- _DATASET CONTENT_
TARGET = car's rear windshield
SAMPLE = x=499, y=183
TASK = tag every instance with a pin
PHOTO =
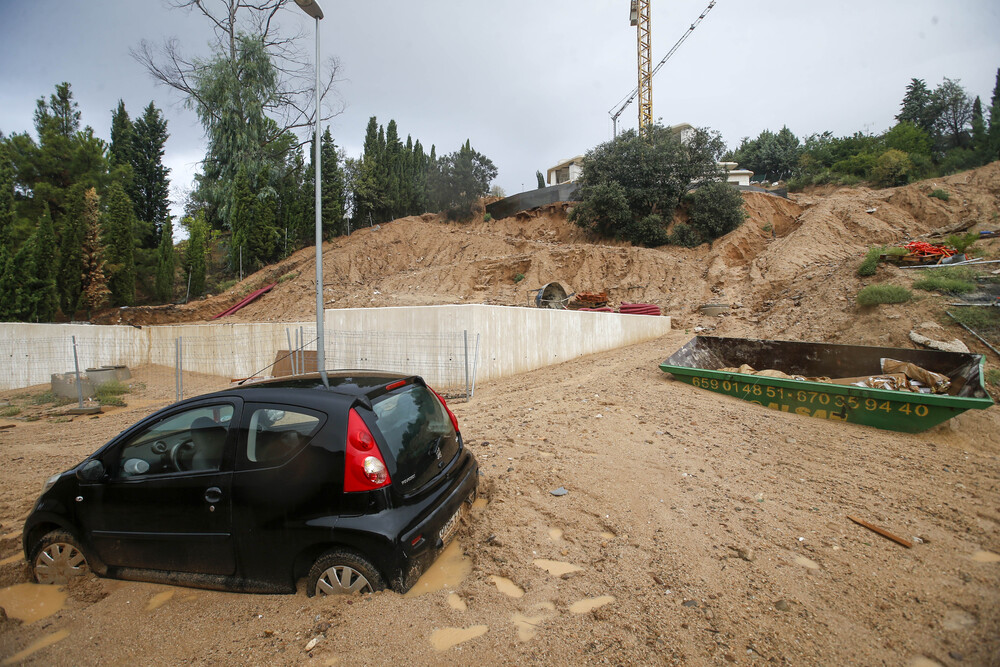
x=419, y=434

- _TASK STATEMENT_
Your task is to return the entries above exactly, with no pictures.

- _ANSWER TO THE EXERCISE_
TARGET = car's rear windshield
SAMPLE = x=499, y=183
TASK = tag every instance with a pin
PHOTO =
x=419, y=434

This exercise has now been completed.